STUDY TEXT

BEGIN

As the puppeteer of Rusty the Rooster and Jerome the Giraffe on the CBC-TV children’s series The Friendly Giant, Rod Coneybeare was a key component of learning and fun when viewers looked up — way up.
With tributes pouring in on social media following his death on Thursday in Lindsay, Ont., his family is also realizing Coneybeare’s work continued to resonate with young viewers well into adulthood.
“I think The Friendly Giant is an emblem of a certain time for a certain generation,” his son, Wilson Coneybeare, said Monday in a phone interview from Toronto.
“It has always been fascinating to see how much it affects people. One of the doctors in the hospital said to us, ‘Your father is so important to me and he was so important to my childhood.”’
— Wilson Coneybeare (@WConeybeare) September 7, 2019
Coneybeare died after a bad bout with pneumonia, said his son. He was 89.
“He went fairly quickly and with all his faculties intact, and he was surrounded by family at the end,” said Wilson Coneybeare, a writer-director-producer who splits his time between the U.S. and Canada.
Coneybeare also provided the voice and words of Jerome and Rusty on The Friendly Giant during its run on the CBC from 1958 to 1985. The two characters were the main puppet companions of host Bob Homme, who played Friendly.

END

SUPPLIED ENTRIES
BEGIN

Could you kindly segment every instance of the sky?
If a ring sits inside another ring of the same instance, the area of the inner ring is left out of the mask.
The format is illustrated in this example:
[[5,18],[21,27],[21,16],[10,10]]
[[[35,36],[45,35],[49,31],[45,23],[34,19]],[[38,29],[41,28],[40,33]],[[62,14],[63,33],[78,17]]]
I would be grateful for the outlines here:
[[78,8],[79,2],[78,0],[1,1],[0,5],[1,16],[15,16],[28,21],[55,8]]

END
BEGIN

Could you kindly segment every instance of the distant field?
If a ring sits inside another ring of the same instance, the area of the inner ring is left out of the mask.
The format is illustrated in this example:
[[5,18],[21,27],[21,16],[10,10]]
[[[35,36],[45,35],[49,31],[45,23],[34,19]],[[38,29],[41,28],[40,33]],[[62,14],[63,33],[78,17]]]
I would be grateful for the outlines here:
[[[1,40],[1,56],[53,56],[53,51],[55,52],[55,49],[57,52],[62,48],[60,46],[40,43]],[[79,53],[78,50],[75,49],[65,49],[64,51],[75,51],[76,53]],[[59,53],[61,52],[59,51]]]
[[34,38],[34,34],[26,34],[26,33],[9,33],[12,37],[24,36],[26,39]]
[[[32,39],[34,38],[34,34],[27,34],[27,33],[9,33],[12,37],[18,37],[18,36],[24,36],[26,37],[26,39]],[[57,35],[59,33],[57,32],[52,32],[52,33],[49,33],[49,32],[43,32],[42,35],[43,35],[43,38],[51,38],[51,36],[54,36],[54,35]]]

END

WHAT NEEDS TO BE DONE
Continue the article on puppeteer Rod Coneybeare of The Friendly Giant from its last sentence.

TASK RESPONSE
The show began with Homme standing over a tiny town and then inside his castle with miniature furniture, telling the camera and viewers to “Look up, way up.”
When the camera panned up, Friendly would call to Rusty, a rooster who played multiple instruments and popped out of his home: a book bag hung by the castle window.
Friendly would then whistle to Jerome, a giraffe who popped his head into the castle window from outside.
“There are a few shows and few programs of childhood that affect people for the rest of their lives, and his whole life and my whole life, we couldn’t say our last name without someone saying, ‘Any relation to Rod Coneybeare of The Friendly Giant?'” Wilson Coneybeare said.
“A lot of people are reflecting on that show being part of another time — a quieter time, a time when you could actually put out a TV show that was really primarily about reading and music and little simple life lessons.”
WATCH: A clip from ‘The Friendly Giant’
Born in Belleville, Ont., Coneybeare was raised mostly by his maternal grandmother and his aunts, who moved with him to Toronto in the ’30s.
He started his career at age 15 in radio, with parts on CBC radio dramas and serials. He also had gigs at small radio stations across Ontario, including CJOY Guelph, where he met his first wife, and the mother of his children, Beth Coneybeare.
Coneybeare also created, wrote and acted in CBC Radio’s horror-fantasy series Out of This World in the 1950s. His other credits included The Rod and Charles Show. He never stopped creating, said his son, noting his dad was writing a graphic novel and working on a variety of projects until the end.
But he was perhaps most famous for The Friendly Giant, where he and Homme would agree on what to say before filming began and then ad-lib when cameras rolled.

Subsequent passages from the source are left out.